**Assigned task:**
Exactly reproduce the lines from the top of the entries below through the line containing "drop a dot on the husky's", with both ends included.

════════════════════

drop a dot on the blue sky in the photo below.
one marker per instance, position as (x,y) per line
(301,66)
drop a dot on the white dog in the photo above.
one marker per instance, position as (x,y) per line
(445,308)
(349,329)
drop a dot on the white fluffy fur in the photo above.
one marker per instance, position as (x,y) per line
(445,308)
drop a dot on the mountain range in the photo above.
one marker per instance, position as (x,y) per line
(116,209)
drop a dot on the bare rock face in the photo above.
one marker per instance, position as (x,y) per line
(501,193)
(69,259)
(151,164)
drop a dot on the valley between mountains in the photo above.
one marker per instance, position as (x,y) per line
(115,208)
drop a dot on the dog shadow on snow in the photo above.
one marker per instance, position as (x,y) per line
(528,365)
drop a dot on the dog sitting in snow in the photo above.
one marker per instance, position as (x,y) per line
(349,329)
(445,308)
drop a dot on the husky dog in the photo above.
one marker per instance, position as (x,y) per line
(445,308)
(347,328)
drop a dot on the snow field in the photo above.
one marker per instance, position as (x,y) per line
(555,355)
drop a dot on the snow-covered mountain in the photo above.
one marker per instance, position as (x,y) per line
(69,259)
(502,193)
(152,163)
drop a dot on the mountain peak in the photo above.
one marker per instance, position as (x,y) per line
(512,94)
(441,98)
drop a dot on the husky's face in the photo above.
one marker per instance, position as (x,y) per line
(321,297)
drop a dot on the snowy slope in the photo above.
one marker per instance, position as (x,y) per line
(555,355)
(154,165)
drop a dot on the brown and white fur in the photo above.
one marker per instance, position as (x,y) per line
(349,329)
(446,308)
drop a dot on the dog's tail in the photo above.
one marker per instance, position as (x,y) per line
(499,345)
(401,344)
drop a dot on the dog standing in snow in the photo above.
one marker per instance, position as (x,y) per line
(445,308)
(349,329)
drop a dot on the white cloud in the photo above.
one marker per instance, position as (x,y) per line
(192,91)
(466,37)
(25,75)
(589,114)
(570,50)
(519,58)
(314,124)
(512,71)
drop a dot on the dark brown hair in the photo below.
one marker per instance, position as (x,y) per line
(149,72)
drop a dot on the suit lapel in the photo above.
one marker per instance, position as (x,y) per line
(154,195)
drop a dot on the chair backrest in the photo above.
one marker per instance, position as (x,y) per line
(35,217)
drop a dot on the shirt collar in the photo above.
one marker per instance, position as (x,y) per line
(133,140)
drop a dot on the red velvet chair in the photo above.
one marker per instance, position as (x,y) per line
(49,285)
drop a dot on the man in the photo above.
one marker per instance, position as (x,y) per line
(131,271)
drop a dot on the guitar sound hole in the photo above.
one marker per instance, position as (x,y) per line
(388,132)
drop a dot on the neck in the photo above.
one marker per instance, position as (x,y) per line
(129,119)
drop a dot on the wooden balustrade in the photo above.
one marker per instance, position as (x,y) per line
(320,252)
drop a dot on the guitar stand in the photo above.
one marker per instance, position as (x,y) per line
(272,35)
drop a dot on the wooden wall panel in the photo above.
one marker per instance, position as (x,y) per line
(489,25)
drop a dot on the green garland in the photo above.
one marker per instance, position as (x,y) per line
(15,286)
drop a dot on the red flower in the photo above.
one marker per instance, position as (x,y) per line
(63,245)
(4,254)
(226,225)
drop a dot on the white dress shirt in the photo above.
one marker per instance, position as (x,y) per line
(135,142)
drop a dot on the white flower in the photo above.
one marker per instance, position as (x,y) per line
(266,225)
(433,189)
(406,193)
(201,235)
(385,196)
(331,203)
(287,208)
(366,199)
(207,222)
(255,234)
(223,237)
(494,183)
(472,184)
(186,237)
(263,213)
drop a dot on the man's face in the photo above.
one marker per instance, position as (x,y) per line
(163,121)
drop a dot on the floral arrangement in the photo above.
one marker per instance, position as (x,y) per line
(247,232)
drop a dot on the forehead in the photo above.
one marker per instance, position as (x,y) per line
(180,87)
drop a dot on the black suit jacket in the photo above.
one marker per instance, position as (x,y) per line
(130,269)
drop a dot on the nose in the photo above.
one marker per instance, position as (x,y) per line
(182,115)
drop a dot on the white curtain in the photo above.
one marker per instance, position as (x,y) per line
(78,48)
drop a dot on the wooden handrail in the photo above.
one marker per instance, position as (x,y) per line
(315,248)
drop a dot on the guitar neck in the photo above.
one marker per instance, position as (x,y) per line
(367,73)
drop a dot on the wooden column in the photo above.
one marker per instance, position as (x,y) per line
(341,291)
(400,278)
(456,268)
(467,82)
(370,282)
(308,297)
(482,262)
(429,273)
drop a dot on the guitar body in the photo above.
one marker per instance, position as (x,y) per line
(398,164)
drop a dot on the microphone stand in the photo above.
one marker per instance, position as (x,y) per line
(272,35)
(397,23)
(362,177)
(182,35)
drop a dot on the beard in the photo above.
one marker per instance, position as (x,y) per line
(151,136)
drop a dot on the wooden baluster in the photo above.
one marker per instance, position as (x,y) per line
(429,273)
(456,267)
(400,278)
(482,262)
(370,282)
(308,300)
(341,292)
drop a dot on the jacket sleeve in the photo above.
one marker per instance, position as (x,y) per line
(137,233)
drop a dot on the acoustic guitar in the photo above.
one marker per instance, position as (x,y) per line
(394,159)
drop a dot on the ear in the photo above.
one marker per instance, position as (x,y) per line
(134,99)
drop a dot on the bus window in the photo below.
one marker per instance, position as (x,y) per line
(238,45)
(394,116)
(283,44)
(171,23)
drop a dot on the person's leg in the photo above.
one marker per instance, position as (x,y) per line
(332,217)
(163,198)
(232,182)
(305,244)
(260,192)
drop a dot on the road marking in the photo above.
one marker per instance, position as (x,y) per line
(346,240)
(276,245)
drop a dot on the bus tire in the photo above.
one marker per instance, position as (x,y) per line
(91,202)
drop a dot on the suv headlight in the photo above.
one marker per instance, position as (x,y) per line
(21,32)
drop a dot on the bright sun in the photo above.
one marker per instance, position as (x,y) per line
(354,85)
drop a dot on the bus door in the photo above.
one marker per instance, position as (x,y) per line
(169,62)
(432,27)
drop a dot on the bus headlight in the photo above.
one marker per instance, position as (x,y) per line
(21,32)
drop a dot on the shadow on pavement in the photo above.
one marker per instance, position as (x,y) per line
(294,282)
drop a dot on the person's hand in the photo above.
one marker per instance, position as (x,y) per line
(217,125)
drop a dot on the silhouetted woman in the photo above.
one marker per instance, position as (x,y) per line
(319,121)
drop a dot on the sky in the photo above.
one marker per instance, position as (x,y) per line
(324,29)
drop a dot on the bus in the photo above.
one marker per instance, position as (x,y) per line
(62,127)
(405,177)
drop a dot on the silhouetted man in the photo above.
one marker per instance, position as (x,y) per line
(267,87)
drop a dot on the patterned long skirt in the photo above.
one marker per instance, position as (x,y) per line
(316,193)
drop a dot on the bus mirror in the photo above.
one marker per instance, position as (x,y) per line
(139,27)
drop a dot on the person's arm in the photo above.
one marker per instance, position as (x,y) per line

════════════════════

**Solution for this exercise:**
drop a dot on the blue sky in the photo below.
one marker per instance, position as (x,y) per line
(301,66)
drop a dot on the white dog in the photo above.
one marker per instance, position as (x,y) per line
(445,308)
(349,329)
drop a dot on the white fluffy fur in the photo above.
one marker per instance, position as (x,y) per line
(445,308)
drop a dot on the mountain range in the photo above.
one marker per instance, position as (x,y) per line
(116,209)
drop a dot on the bare rock face in the photo above.
one marker per instance, position as (x,y) per line
(501,193)
(69,259)
(151,164)
drop a dot on the valley between mountains in the photo above.
one marker per instance, position as (x,y) per line
(115,208)
drop a dot on the dog shadow on snow in the photo above.
one marker per instance, position as (x,y) per line
(528,365)
drop a dot on the dog sitting in snow in the photo above.
one marker per instance, position as (x,y) per line
(349,329)
(445,308)
drop a dot on the husky dog in the photo above.
one marker per instance, position as (x,y) per line
(445,308)
(347,328)
drop a dot on the snow field in the photo above.
one marker per instance, position as (x,y) per line
(555,355)
drop a dot on the snow-covered mountain in the photo above.
one marker per instance, position as (x,y) per line
(69,259)
(502,193)
(152,163)
drop a dot on the mountain peak in the photo above.
one marker per instance, position as (x,y) per line
(512,94)
(441,98)
drop a dot on the husky's face in the photo above.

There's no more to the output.